- **WHAT YOU WILL DO**:
Every word of every entry must be retyped exactly.

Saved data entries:

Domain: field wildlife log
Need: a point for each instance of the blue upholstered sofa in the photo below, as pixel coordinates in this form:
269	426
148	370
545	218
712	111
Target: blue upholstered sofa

- **EXERCISE SOLUTION**:
Domain: field wildlife log
Need: a point for each instance of the blue upholstered sofa in the photo below, as pixel coordinates in this form:
269	426
148	370
545	218
712	111
Target: blue upholstered sofa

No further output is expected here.